* [Stated exercise A] In the post on Russian food, in what century did French cuisine become a huge influence in Russian cooking?
* [Stated exercise B] From the post on Russian food, return the passage that begins with "I guess it's" and ends after "their appetizer menu.".
* [Stated exercise C] Decide whether each statement agrees with the post on Russian food, and answer yes or no for each, quoting the words from the post that decide it. (i) French chefs came to Russia to escape the revolution. (ii) A fine restaurant decided to add borscht to its appetizer menu. (iii) Most regions have a long growing season.

Wednesday, December 7, 2011

Russian food. Assorted meat selyanka

I guess it's the season: I've been cooking a lot of Russian food recently. From Russian Californians with a food nostalgia to families who never tried Russian food and want something different for their special occasion dinner, everyone is requesting traditional Russian dishes. I've even been working with a fine restaurant that decided to offer zakuski spread as a part of their appetizer menu.

There is very little information available on traditional Russian cuisine. A friend (of Russian background!) asked me a few days ago: "What do you mean by Russian cuisine? Isn't it all just French food made with available local ingredients?" The answer is "No". The French cuisine became a huge influence in Russian cooking in the 19th century, when French chefs immigrated to Russia to escape the revolution, and were hired by aristocratic families and fancy restaurants; but there are distinctive tastes and cooking techniques that make Russian cuisine stand on it's own, and reflect the character of the people and the land, even after absorbing multiple influences from the neighbor countries. I am going to put together a series of posts about russian cuisine, with recipes, techniques, and serving ideas, for easy reference. I hope I can paint a complete picture.

Contrary to what most restaurant menus would make you think, Russian cuisine is much more than borscht, beef Stroganoff, blini with caviar, and cold vodka.

The short growing season and long winter in most regions forced the cooks to make creative use of vegetables with long storage potential (cabbages, potatoes, turnips, beets, onions) and grains (wheat, rye, buckwheat, rice, barley, to name a few), to develop an assortment of pickled, marinated, and fermented vegetable recipes and smoked and dried meats for storage. During the short spring and summer growing season, fresh young vegetables and herbs are praised and presented in salads, cold and hot soups, or prepared simply to accompany the main course.

* [Dataset section]
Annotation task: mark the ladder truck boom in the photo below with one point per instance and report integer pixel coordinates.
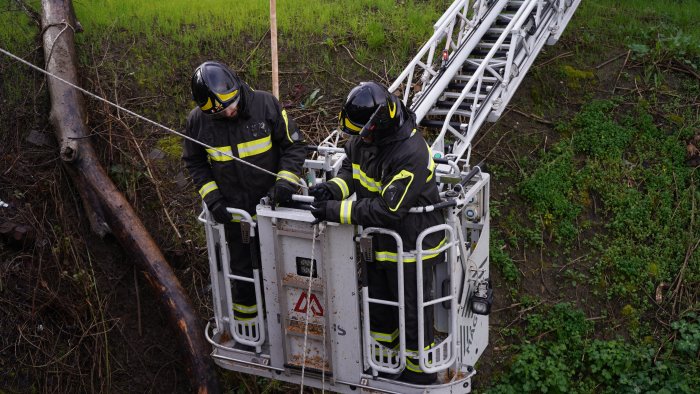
(315, 330)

* [Full output A] The 19th century.

* [Full output B]
I guess it's the season: I've been cooking a lot of Russian food recently. From Russian Californians with a food nostalgia to families who never tried Russian food and want something different for their special occasion dinner, everyone is requesting traditional Russian dishes. I've even been working with a fine restaurant that decided to offer zakuski spread as a part of their appetizer menu.

* [Full output C]
(i) Yes: "when French chefs immigrated to Russia to escape the revolution"
(ii) No: "a fine restaurant that decided to offer zakuski spread as a part of their appetizer menu"
(iii) No: "The short growing season and long winter in most regions"